EXCERPTED PASSAGE →
[Start of section]


 

          De Palma decided to make a film to show the American people a bit of life’s reality on the ground in Iraq.  Responsible for such classics as Carrie, Scarface, The Untouchables, and Blow Out, it has been over a decade-and-a-half since he has made a decent film.  Yet, he decided to make one of the first films about the Iraq War.  Making a war film about atrocities is nothing new for De Palma, who made the extremely underrated Causalities of War starring Sean Penn and Michael J. Fox.  Having to go lean and mean because there was no way he was going to get major funding for such a project, the director found a passion that his films have not possessed in years.  While labeled as fiction (to avoid a potential lawsuit), almost anyone who has paid attention to war knows that De Palma is documenting the real life events that happened in Mahmoudiya, Iraq. 

 

          Filmed like a fake documentary, the central story of Redacted is the rape of a 14-year-old girl and later murder of her and her family by American soldiers. The family’s home was later burnt to the ground to cover up the crime. (In real life her name was Abeer Qassim Hamza al-Janabi and it is telling that most stories published in this country about the incident fail to mention her name. No photographs of her. She became just another nameless Arab girl. We should know the names of our victims. Shot in Jordan and using a montage of created footage from different sources like an al-Jazeera-like Arab network, video shot by a Latino soldier named Angel Salazar (Izzy Diaz), and film from a French documentary, De Palma seeks to portray the events leading up to the incident and its aftermath.  Through Angel’s footage we get to know the American soldiers of Alpha Company.  They are typical American young men, bored and horny.  They look at porn and talk about getting laid, like most young men. The perspective then switches to an American checkpoint, one of the places where over 2,000 Iraqis have been killed, only 60 of which were insurgents, mainly because half the Iraqi population is illiterate so they cannot understand the signs telling them what to do.  When a car appears to be running the checkpoint, the Americans open fire.  In the aftermath, what they discover is that it was just a brother taking his pregnant sister to the hospital and he believed that he was being waved through the stop.  De Palma then cuts to Al-Jazeera-like footage of the woman and her baby dying in the hospital.  Local Arabs grow hostile, as the Americans seem to have little remorse or concern for the dead woman.  Things take their course from there until De Palma unflinchingly shows scenes of cruelty that make you almost sick to your stomach, including a decapitation. Yet, much like Schnidler’s List, De Palma saves his knock out punch until the end when he shows real photographs of dead Iraqis, including a pregnant woman who was killed at a checkpoint.  In the height of irony, this montage is so powerful that producers decided to redact several of the photos, blurring the faces and covering the eyes.

[End of section]

MATERIAL PROVIDED →

[Start of section]

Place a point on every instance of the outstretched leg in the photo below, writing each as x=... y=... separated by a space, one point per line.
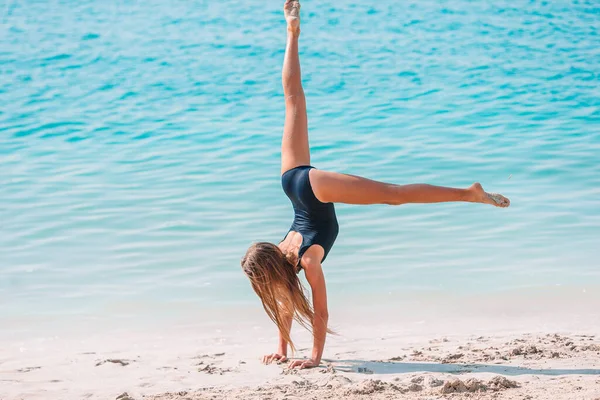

[End of section]

INSTRUCTIONS →
A) Reproduce the part of the Redacted review between "De Palma decided" and "in Mahmoudiya, Iraq.", inclusive.
B) In the Redacted review, what did the producers do to several of the real photographs shown at the end of the film?

SOLUTIONS IN ORDER →
A)
De Palma decided to make a film to show the American people a bit of life’s reality on the ground in Iraq.  Responsible for such classics as Carrie, Scarface, The Untouchables, and Blow Out, it has been over a decade-and-a-half since he has made a decent film.  Yet, he decided to make one of the first films about the Iraq War.  Making a war film about atrocities is nothing new for De Palma, who made the extremely underrated Causalities of War starring Sean Penn and Michael J. Fox.  Having to go lean and mean because there was no way he was going to get major funding for such a project, the director found a passion that his films have not possessed in years.  While labeled as fiction (to avoid a potential lawsuit), almost anyone who has paid attention to war knows that De Palma is documenting the real life events that happened in Mahmoudiya, Iraq.

B) They redacted them, blurring the faces and covering the eyes.